### Assigned task
Please return the lines of the data that contain "storefront".

### Extracted data

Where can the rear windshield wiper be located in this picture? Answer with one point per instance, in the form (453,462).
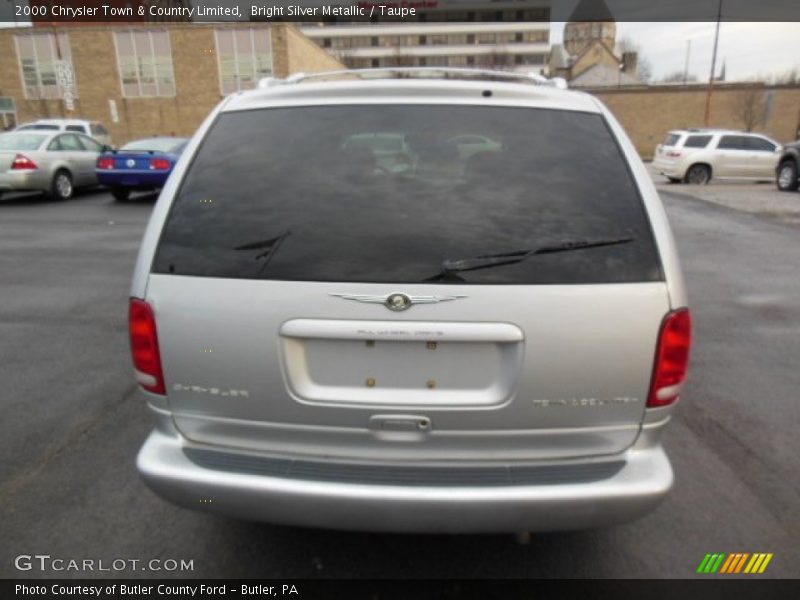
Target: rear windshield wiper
(487,261)
(269,247)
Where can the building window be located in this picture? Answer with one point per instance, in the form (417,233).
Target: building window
(245,56)
(38,54)
(145,63)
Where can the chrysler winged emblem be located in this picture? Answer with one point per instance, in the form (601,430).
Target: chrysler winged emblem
(397,301)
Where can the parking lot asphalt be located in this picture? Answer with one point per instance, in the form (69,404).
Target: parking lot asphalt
(761,198)
(72,422)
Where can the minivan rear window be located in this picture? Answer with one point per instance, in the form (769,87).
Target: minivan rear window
(286,194)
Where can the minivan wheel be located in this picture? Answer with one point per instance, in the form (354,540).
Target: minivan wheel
(698,175)
(120,194)
(787,176)
(61,188)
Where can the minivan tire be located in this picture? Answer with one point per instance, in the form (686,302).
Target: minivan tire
(787,176)
(120,194)
(698,174)
(62,188)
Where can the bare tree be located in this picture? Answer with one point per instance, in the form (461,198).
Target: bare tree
(789,76)
(751,107)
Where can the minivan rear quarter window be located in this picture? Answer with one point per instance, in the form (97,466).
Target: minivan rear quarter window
(284,193)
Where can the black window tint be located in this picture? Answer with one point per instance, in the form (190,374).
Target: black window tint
(697,141)
(69,142)
(733,142)
(671,139)
(760,144)
(285,179)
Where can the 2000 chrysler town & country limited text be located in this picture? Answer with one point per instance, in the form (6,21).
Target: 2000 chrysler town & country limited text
(480,328)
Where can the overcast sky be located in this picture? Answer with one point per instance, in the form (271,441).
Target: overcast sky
(748,49)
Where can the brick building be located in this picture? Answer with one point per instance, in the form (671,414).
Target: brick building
(143,80)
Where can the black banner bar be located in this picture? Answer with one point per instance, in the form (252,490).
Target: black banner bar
(738,588)
(388,11)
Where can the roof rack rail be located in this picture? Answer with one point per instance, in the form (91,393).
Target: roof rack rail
(453,72)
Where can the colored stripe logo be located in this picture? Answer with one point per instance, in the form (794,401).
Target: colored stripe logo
(736,562)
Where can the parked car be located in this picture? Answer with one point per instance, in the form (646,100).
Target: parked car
(788,170)
(142,165)
(93,129)
(52,162)
(698,155)
(496,346)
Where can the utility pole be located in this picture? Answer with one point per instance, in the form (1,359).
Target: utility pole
(686,65)
(713,67)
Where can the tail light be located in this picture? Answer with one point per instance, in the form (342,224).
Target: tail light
(23,163)
(159,164)
(144,347)
(105,162)
(672,358)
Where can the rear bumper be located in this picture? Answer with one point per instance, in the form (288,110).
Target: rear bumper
(32,180)
(634,490)
(133,179)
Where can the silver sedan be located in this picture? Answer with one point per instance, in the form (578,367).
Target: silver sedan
(56,163)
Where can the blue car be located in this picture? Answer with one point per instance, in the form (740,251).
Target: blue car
(139,166)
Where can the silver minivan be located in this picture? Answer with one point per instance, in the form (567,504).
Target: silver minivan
(481,341)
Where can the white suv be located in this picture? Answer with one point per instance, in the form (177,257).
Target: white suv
(93,129)
(697,155)
(483,341)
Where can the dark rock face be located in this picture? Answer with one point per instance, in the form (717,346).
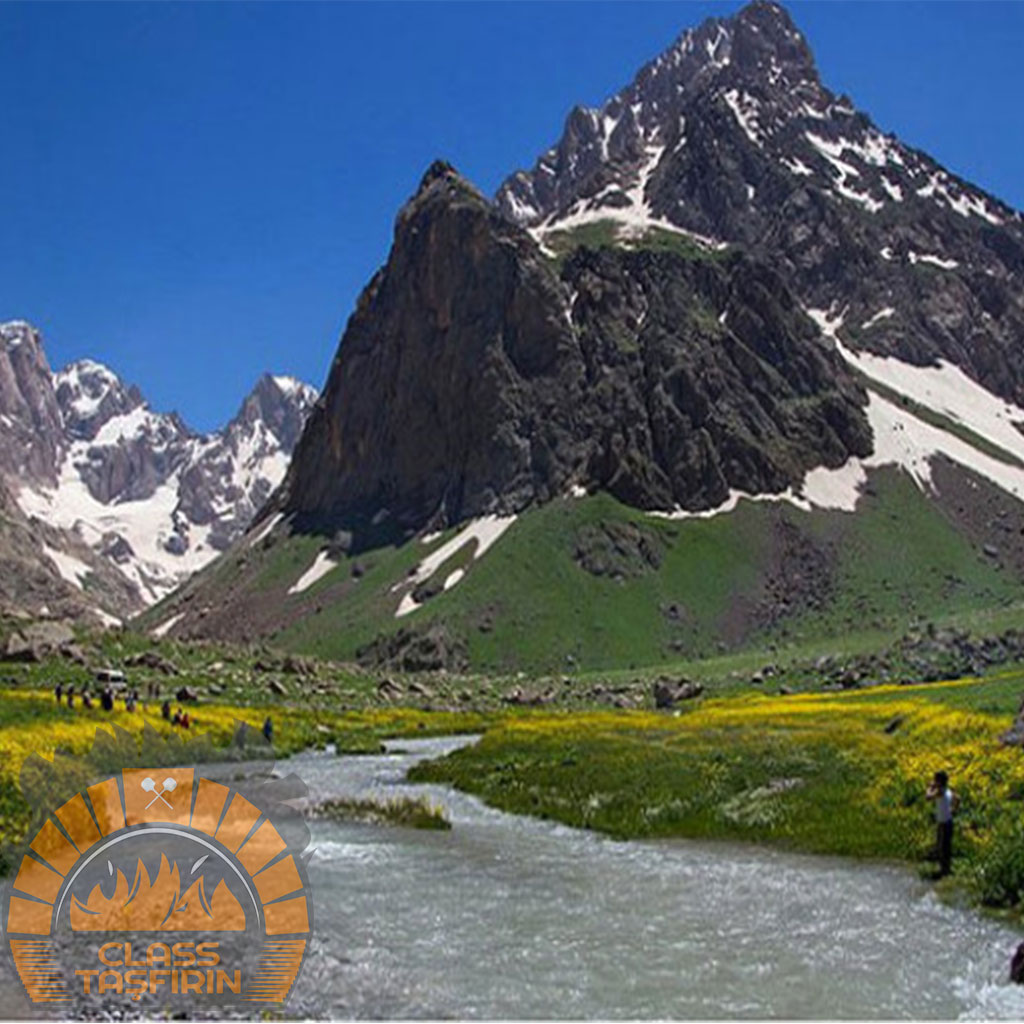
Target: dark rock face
(476,376)
(730,134)
(432,649)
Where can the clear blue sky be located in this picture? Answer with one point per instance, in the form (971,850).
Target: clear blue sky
(197,193)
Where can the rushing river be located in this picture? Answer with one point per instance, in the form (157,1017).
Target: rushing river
(508,916)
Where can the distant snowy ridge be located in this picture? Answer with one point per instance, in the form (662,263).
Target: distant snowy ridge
(150,497)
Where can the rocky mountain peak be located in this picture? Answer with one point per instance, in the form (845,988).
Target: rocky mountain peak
(729,137)
(31,429)
(281,403)
(124,495)
(90,394)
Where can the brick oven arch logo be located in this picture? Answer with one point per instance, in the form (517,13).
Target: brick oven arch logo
(166,884)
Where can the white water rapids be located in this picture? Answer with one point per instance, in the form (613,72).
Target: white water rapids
(512,918)
(508,916)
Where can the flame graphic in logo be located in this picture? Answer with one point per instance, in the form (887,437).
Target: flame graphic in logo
(158,905)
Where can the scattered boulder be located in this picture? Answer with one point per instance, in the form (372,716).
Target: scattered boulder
(430,649)
(388,689)
(153,659)
(295,666)
(669,692)
(37,641)
(518,697)
(617,550)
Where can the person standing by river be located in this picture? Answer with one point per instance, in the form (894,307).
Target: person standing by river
(946,803)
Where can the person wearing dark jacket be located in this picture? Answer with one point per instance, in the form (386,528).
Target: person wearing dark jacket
(946,803)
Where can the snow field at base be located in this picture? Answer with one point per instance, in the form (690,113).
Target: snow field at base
(241,462)
(323,564)
(165,627)
(485,531)
(71,568)
(900,438)
(265,529)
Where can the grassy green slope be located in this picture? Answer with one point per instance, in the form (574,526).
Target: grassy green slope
(528,604)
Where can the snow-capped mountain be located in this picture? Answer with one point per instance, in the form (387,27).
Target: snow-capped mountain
(129,489)
(730,138)
(724,287)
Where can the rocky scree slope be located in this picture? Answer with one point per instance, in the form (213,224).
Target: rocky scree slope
(108,505)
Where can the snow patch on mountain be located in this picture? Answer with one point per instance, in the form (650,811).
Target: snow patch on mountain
(323,564)
(155,500)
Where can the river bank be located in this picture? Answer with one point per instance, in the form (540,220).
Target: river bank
(826,773)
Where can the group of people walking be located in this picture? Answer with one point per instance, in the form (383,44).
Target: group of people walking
(132,700)
(69,694)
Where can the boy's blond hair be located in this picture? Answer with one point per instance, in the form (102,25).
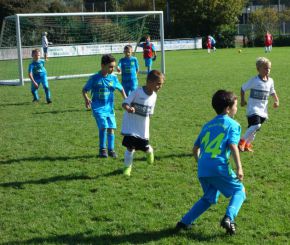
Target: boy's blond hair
(261,61)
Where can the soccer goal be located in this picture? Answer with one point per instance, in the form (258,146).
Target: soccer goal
(77,41)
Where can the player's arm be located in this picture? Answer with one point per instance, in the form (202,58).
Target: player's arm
(276,100)
(87,99)
(196,151)
(236,156)
(243,100)
(32,79)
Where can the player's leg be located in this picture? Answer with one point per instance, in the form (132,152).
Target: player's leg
(46,90)
(210,197)
(34,92)
(102,126)
(128,142)
(111,136)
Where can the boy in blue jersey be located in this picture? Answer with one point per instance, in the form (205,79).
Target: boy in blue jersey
(102,86)
(38,75)
(129,67)
(149,52)
(216,141)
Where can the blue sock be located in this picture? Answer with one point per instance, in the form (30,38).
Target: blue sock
(47,93)
(102,137)
(235,204)
(197,209)
(111,141)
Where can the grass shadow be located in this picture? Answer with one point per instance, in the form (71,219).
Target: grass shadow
(133,238)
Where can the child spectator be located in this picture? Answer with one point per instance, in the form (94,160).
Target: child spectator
(139,107)
(102,86)
(261,87)
(149,52)
(212,148)
(38,75)
(129,67)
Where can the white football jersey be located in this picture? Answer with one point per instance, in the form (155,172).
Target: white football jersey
(137,124)
(259,93)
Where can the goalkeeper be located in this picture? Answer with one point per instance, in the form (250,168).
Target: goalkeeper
(149,52)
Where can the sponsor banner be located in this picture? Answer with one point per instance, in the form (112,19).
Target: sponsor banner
(92,49)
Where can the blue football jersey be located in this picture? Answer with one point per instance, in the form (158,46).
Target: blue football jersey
(102,91)
(37,69)
(213,141)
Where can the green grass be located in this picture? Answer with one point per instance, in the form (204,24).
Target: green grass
(54,189)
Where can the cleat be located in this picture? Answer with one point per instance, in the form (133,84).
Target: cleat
(227,224)
(103,153)
(249,147)
(181,226)
(127,171)
(150,157)
(242,145)
(112,154)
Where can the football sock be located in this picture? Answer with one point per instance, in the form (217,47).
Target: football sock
(102,138)
(251,132)
(128,158)
(111,141)
(197,209)
(235,204)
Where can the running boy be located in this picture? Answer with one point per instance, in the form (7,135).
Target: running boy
(129,67)
(217,139)
(102,86)
(260,86)
(149,52)
(38,75)
(139,107)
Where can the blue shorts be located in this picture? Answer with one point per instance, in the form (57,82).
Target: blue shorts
(148,62)
(213,186)
(105,121)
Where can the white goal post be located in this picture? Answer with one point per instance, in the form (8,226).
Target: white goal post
(78,41)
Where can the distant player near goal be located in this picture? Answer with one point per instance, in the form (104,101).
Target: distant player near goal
(139,107)
(261,87)
(149,52)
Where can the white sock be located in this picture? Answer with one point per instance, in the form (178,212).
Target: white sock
(128,158)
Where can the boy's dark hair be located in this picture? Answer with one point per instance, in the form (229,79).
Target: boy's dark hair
(35,51)
(154,75)
(107,59)
(222,99)
(127,47)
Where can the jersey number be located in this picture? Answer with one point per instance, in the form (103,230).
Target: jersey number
(212,146)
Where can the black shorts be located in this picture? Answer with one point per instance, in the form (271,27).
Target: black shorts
(255,119)
(136,143)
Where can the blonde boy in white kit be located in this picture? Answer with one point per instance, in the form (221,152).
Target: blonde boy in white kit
(261,87)
(139,106)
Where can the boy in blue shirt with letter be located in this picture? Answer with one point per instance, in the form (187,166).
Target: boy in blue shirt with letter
(129,67)
(38,75)
(102,86)
(216,141)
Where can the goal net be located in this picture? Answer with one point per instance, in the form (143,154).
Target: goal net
(76,41)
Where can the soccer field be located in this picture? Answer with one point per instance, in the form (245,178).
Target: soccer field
(55,190)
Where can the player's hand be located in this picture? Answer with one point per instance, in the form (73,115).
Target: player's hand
(240,174)
(88,103)
(243,102)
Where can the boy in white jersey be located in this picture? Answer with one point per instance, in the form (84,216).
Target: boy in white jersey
(139,107)
(261,87)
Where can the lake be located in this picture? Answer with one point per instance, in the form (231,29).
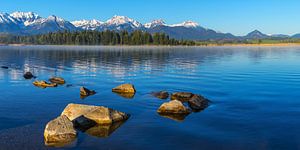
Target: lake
(254,93)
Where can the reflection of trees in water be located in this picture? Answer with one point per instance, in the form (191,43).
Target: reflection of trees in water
(116,61)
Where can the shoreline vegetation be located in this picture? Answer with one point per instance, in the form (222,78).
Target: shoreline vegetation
(135,38)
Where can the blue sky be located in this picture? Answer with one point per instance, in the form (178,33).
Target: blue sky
(235,16)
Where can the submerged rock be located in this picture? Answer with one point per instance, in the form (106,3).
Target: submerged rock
(173,107)
(182,96)
(28,75)
(126,95)
(44,84)
(84,92)
(99,114)
(198,102)
(176,117)
(4,67)
(124,88)
(59,131)
(161,94)
(103,131)
(57,80)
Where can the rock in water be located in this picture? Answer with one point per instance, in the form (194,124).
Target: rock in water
(126,95)
(173,107)
(103,131)
(198,102)
(57,80)
(58,131)
(4,67)
(182,96)
(99,114)
(124,88)
(28,75)
(161,94)
(44,84)
(84,92)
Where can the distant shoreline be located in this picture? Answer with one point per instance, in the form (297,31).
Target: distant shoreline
(208,45)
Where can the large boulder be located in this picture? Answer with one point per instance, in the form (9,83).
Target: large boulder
(28,75)
(182,96)
(173,107)
(57,80)
(198,102)
(44,84)
(124,88)
(84,92)
(99,114)
(59,131)
(161,94)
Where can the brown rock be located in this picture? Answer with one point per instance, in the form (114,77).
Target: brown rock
(57,80)
(124,88)
(161,94)
(198,102)
(182,96)
(173,107)
(59,131)
(44,84)
(99,114)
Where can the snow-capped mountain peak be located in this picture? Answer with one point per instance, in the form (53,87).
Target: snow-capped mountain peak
(87,24)
(26,17)
(6,18)
(187,24)
(155,23)
(120,20)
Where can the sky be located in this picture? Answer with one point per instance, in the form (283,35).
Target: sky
(229,16)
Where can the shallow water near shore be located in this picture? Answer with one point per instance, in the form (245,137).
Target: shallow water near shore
(255,94)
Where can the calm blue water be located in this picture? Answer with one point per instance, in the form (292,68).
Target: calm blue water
(255,94)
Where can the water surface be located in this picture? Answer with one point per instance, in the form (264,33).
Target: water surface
(255,94)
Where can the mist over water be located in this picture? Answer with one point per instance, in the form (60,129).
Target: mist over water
(254,92)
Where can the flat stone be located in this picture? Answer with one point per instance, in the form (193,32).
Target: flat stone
(103,131)
(57,80)
(173,107)
(84,92)
(182,96)
(59,130)
(198,102)
(161,94)
(124,88)
(99,114)
(44,84)
(4,67)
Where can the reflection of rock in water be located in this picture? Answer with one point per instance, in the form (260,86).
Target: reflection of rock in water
(126,95)
(103,131)
(69,144)
(176,117)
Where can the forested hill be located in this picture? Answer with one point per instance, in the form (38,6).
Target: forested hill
(96,38)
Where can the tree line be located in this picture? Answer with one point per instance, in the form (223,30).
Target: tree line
(96,38)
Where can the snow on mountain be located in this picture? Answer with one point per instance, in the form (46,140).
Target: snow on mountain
(50,24)
(155,23)
(88,24)
(6,18)
(25,18)
(121,20)
(256,35)
(187,24)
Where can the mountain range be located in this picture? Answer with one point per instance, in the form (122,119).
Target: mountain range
(29,23)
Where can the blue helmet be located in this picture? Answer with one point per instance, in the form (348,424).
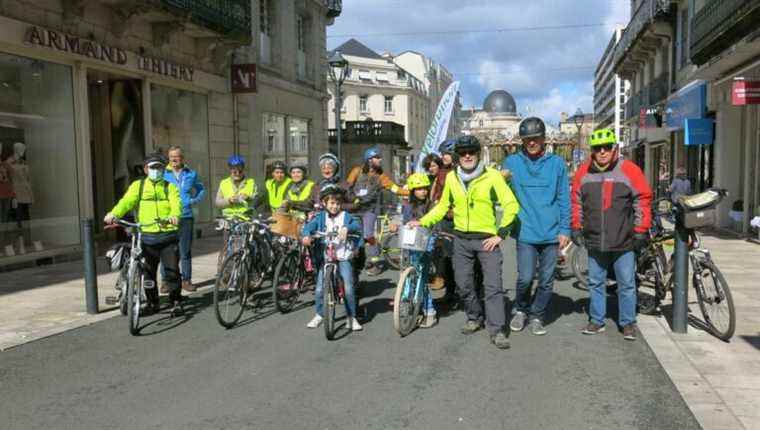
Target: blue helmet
(236,161)
(447,146)
(371,153)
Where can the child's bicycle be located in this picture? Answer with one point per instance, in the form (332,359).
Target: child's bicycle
(412,288)
(333,290)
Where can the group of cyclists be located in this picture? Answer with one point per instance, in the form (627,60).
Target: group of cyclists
(607,208)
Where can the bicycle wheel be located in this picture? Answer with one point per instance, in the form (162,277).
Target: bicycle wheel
(715,300)
(287,282)
(329,300)
(230,290)
(134,296)
(391,249)
(407,302)
(579,262)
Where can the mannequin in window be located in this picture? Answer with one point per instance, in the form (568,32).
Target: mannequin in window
(24,196)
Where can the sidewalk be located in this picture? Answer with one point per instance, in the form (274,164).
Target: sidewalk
(719,381)
(47,300)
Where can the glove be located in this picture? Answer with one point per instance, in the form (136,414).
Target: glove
(640,241)
(577,237)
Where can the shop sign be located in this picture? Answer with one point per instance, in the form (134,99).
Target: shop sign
(243,78)
(698,131)
(745,93)
(166,68)
(689,102)
(75,45)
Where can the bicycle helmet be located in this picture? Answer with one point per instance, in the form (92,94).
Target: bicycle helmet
(604,136)
(532,127)
(279,165)
(371,153)
(467,143)
(331,190)
(417,180)
(236,161)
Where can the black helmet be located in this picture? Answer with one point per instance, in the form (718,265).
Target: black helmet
(532,127)
(467,142)
(279,165)
(331,190)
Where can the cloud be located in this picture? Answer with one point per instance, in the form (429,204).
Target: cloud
(550,70)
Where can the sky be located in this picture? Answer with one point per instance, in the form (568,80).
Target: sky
(547,70)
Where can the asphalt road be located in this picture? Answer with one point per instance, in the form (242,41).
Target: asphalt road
(273,373)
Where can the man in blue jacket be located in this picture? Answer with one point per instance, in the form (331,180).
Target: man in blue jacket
(192,192)
(539,180)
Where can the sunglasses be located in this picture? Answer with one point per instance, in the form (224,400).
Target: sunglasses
(600,148)
(466,152)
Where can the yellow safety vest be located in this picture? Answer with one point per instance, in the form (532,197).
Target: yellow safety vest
(228,189)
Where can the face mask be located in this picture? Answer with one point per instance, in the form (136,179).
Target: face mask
(154,174)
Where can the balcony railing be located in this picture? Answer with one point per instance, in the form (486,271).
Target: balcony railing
(720,24)
(231,18)
(334,8)
(648,12)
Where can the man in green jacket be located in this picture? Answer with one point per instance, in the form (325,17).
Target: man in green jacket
(472,192)
(158,206)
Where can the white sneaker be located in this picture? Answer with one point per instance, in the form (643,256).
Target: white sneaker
(315,322)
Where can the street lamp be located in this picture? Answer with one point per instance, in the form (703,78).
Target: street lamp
(579,120)
(339,70)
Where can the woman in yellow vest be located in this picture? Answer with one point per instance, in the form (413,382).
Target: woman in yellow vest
(298,196)
(277,185)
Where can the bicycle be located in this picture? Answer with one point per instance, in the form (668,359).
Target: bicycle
(412,288)
(135,283)
(333,289)
(233,287)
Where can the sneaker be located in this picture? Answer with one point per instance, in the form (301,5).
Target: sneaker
(500,340)
(592,329)
(518,321)
(629,332)
(429,321)
(315,322)
(188,286)
(470,327)
(537,327)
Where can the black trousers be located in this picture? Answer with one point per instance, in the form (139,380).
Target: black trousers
(167,253)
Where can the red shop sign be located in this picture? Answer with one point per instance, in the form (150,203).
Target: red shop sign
(745,93)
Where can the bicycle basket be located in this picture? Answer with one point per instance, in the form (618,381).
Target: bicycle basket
(117,256)
(415,239)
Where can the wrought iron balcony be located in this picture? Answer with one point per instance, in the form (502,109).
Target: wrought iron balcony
(231,18)
(334,8)
(648,12)
(720,24)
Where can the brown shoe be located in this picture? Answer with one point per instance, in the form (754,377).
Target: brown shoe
(629,332)
(188,286)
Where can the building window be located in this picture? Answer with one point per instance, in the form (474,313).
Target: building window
(180,118)
(388,104)
(39,195)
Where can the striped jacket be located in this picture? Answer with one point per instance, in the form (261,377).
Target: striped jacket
(610,206)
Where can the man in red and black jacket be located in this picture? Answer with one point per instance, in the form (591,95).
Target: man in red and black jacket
(611,214)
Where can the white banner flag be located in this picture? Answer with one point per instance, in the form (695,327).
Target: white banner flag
(440,125)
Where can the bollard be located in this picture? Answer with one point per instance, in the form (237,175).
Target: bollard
(90,270)
(681,273)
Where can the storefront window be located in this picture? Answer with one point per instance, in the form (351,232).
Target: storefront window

### Response to this task
Where can the storefront window be located in this picture? Answer with one point per instance, in the form (351,232).
Target: storefront window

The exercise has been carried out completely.